§ **Data in this exercise**

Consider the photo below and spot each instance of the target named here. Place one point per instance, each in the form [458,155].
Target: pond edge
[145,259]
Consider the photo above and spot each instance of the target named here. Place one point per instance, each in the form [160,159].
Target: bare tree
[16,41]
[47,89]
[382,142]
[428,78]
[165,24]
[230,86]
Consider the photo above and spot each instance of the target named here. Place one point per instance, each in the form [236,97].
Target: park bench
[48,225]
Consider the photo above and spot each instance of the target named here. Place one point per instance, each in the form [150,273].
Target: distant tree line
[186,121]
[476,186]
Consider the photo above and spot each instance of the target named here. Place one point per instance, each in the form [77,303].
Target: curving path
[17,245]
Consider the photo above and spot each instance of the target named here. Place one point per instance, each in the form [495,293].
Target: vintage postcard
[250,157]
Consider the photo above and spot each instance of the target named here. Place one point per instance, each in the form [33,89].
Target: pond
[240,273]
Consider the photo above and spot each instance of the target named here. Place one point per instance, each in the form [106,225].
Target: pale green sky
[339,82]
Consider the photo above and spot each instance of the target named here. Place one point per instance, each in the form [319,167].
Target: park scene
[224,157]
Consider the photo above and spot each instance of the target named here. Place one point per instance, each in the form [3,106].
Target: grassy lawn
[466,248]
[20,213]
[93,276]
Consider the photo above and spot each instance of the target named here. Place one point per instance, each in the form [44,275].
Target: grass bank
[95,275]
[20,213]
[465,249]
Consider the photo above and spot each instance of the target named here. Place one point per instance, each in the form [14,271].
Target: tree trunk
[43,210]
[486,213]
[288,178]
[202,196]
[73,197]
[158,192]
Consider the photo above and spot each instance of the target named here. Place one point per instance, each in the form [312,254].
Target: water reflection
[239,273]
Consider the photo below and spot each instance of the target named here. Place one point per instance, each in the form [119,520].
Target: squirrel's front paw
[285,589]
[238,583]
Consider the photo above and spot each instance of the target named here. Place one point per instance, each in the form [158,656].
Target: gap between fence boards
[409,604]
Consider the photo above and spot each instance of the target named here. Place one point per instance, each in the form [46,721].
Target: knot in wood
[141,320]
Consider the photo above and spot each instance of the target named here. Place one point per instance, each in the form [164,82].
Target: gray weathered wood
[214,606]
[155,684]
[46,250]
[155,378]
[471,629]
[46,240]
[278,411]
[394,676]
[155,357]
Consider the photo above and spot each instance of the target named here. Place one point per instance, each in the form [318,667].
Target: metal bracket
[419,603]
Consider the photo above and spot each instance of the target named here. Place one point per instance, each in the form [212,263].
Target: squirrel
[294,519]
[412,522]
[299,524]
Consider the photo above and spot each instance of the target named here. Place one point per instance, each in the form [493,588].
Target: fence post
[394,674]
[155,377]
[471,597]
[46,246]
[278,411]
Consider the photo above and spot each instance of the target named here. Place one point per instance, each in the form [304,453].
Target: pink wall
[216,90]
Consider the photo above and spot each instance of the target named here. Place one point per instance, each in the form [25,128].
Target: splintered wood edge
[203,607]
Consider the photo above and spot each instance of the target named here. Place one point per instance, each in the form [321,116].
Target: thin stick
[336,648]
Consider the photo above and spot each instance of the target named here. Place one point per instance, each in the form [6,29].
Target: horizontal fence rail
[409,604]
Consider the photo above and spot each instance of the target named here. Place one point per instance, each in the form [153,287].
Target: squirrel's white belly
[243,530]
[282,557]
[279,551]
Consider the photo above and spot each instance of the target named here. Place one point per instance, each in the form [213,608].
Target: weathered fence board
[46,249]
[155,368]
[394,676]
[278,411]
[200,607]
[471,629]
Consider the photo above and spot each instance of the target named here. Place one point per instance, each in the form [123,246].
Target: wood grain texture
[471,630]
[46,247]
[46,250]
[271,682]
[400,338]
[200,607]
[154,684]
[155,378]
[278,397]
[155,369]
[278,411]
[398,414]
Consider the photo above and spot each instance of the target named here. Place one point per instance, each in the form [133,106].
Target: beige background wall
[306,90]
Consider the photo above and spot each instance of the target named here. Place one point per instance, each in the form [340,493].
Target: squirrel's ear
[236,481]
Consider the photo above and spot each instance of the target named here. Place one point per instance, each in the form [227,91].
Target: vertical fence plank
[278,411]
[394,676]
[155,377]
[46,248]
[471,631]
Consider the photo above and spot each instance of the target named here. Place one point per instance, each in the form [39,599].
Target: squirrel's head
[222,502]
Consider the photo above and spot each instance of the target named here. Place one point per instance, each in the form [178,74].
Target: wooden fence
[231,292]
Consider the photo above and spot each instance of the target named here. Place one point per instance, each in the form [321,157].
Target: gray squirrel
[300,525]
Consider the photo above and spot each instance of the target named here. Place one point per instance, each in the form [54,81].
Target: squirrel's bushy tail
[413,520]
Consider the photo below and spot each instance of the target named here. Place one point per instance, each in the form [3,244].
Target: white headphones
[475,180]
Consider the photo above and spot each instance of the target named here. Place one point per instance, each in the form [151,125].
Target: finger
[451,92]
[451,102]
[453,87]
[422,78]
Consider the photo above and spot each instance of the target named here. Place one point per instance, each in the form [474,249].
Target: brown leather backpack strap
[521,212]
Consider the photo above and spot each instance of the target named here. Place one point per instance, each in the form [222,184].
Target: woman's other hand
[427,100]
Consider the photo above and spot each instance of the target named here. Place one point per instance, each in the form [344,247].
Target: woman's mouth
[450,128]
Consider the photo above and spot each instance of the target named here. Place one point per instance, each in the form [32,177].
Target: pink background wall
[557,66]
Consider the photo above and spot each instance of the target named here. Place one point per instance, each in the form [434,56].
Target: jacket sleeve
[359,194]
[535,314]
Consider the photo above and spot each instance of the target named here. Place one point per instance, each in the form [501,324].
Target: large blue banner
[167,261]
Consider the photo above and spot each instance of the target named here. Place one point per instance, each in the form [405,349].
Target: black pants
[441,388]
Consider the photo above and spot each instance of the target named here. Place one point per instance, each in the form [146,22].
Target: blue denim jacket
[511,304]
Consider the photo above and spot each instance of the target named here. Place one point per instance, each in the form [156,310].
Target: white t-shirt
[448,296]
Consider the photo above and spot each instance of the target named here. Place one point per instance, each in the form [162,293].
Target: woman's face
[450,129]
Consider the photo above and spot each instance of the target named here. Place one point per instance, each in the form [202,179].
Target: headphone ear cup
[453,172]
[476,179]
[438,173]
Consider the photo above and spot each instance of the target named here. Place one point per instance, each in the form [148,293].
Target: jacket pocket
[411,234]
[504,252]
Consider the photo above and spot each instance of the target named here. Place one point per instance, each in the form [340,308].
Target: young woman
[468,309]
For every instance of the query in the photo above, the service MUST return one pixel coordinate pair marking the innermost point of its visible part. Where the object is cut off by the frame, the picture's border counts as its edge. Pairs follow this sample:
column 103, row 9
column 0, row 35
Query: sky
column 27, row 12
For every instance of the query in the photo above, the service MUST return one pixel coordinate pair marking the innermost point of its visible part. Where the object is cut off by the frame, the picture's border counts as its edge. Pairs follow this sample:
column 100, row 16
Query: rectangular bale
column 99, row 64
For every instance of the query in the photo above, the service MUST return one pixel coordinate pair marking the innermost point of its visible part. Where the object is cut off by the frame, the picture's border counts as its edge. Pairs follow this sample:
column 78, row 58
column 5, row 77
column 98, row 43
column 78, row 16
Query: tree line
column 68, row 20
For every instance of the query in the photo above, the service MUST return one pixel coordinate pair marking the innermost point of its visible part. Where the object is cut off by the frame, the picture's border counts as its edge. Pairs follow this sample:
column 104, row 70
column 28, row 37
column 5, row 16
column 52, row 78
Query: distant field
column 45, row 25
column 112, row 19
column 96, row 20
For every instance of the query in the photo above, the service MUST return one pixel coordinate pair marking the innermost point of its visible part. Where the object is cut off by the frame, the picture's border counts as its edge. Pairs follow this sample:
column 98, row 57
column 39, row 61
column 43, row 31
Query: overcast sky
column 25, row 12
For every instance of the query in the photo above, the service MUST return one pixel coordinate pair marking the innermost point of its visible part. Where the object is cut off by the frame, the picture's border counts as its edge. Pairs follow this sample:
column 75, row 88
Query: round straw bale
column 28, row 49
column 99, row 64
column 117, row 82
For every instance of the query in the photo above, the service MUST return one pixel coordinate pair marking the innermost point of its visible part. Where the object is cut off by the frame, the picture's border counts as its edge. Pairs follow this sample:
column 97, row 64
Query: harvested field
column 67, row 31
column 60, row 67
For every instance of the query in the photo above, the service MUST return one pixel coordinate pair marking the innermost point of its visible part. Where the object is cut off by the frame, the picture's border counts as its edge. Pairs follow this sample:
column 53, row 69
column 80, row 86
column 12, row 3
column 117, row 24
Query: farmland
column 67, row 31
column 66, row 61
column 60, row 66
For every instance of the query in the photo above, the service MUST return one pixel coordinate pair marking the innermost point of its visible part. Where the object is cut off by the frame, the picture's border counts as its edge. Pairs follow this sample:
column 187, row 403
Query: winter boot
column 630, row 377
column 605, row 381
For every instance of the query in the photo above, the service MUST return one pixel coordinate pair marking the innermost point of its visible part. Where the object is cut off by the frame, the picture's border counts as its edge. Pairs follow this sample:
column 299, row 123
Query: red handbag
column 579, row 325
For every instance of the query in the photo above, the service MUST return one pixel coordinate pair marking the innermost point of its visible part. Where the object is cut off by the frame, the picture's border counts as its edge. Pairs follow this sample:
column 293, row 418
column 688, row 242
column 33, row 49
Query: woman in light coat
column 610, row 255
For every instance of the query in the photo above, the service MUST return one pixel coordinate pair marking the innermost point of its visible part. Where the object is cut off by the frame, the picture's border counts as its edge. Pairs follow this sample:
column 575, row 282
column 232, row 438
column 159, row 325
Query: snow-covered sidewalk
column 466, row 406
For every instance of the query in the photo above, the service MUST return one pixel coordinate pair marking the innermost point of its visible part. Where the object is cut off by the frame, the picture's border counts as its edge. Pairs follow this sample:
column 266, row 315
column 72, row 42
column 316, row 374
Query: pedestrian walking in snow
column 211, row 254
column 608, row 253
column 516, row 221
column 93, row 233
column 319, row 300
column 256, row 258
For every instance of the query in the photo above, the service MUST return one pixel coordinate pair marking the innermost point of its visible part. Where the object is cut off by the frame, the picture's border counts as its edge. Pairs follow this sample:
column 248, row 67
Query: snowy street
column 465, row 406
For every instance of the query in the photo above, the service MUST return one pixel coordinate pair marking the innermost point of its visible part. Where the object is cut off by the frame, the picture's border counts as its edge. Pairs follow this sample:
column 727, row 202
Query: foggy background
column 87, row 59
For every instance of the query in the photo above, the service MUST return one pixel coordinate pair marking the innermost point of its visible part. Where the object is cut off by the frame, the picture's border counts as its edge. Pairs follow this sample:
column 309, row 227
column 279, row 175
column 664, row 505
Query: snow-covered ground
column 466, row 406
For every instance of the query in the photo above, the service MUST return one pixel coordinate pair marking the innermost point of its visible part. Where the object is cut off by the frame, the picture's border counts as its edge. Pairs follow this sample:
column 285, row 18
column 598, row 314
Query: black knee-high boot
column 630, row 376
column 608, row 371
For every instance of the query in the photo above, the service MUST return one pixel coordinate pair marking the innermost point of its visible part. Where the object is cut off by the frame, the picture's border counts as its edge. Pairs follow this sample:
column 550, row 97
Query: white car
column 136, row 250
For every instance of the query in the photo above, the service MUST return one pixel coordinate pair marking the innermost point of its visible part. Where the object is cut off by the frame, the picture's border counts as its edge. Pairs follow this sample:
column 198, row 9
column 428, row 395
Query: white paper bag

§ **Your assignment**
Check each line of the records above for "below", and copy those that have it.

§ **Solution to this problem**
Consider the photo below and spot each instance of the target named here. Place one point per instance, each in the form [458,155].
Consider the photo below and spot each instance of the target named here. Place one point per instance, each in the form [119,520].
Consider the photo below and spot each instance of the target named here. Place one point per instance, each in the form [3,244].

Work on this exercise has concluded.